Start of Passage to read

Lifetime caps on insurance benefits are hitting many patients, and laws are being pushed in dozens of states to get wider coverage of cancer drugs. In Quincy, Mass., 30-year-old grad student Thea Showstack testified for one such law after pharmacists said her first cancer prescription exceeded her student insurance limit. "They said 'OK, that will be $1,900,' " she said. "I was absolutely panicked." The federal health care law forbids such caps on plans issued or renewed Sept. 23 or later.
Tens of thousands of people are seeking help from drug companies and charities that provide free medicines or cover copays for low-income patients. Genentech's aid to patients has risen in each of the last three years, and the company says nearly 85 percent of Americans earn less than $100,000, making them potentially eligible for help if no other programs like Medicaid will pay.
Doctors and insurers increasingly are doing the cruel math that many cancer patients want to avoid, and questioning how much small improvements in survival are worth. A recent editorial in a medical journal asked whether the extra 11 weeks that Genentech's Herceptin buys for stomach cancer patients justified the $21,500 cost.
Doctors also have questioned the value of Genentech's Tarceva for pancreatic cancer. The $4,000-a-month drug won approval by boosting median survival by a mere 12 days. Here's how to think about this cost: People who added Tarceva to standard chemotherapy lived nearly 61/2 months, versus six months for those on chemo alone. So the Tarceva folks spent more than $24,000 to get those extra 12 days.

End of Passage to read
Start of Dataset excerpts

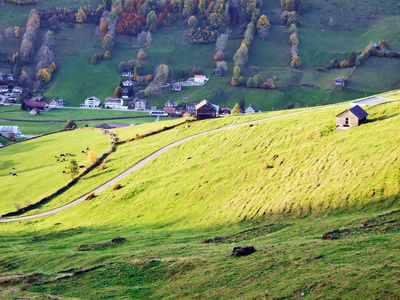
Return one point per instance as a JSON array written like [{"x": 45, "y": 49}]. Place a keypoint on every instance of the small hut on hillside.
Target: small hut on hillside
[{"x": 354, "y": 116}]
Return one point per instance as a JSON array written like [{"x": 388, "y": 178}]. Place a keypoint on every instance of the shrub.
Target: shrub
[{"x": 90, "y": 196}]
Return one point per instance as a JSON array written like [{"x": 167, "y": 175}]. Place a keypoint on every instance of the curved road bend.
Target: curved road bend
[{"x": 146, "y": 160}]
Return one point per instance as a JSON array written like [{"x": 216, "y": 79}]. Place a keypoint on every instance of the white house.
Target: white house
[
  {"x": 55, "y": 102},
  {"x": 199, "y": 78},
  {"x": 3, "y": 89},
  {"x": 17, "y": 90},
  {"x": 91, "y": 102},
  {"x": 251, "y": 110},
  {"x": 140, "y": 104},
  {"x": 114, "y": 103},
  {"x": 5, "y": 130}
]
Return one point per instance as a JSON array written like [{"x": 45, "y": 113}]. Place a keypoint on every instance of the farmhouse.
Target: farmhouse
[
  {"x": 177, "y": 87},
  {"x": 114, "y": 103},
  {"x": 34, "y": 112},
  {"x": 170, "y": 107},
  {"x": 339, "y": 81},
  {"x": 3, "y": 89},
  {"x": 354, "y": 116},
  {"x": 91, "y": 102},
  {"x": 5, "y": 130},
  {"x": 17, "y": 90},
  {"x": 251, "y": 110},
  {"x": 36, "y": 104},
  {"x": 199, "y": 78},
  {"x": 191, "y": 108},
  {"x": 140, "y": 104},
  {"x": 55, "y": 102},
  {"x": 206, "y": 110}
]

End of Dataset excerpts

Work instruction
Can you return, word for word, the stretch of the cancer drug costs text above from "Doctors and insurers" through "extra 12 days."?

Answer below
Doctors and insurers increasingly are doing the cruel math that many cancer patients want to avoid, and questioning how much small improvements in survival are worth. A recent editorial in a medical journal asked whether the extra 11 weeks that Genentech's Herceptin buys for stomach cancer patients justified the $21,500 cost.
Doctors also have questioned the value of Genentech's Tarceva for pancreatic cancer. The $4,000-a-month drug won approval by boosting median survival by a mere 12 days. Here's how to think about this cost: People who added Tarceva to standard chemotherapy lived nearly 61/2 months, versus six months for those on chemo alone. So the Tarceva folks spent more than $24,000 to get those extra 12 days.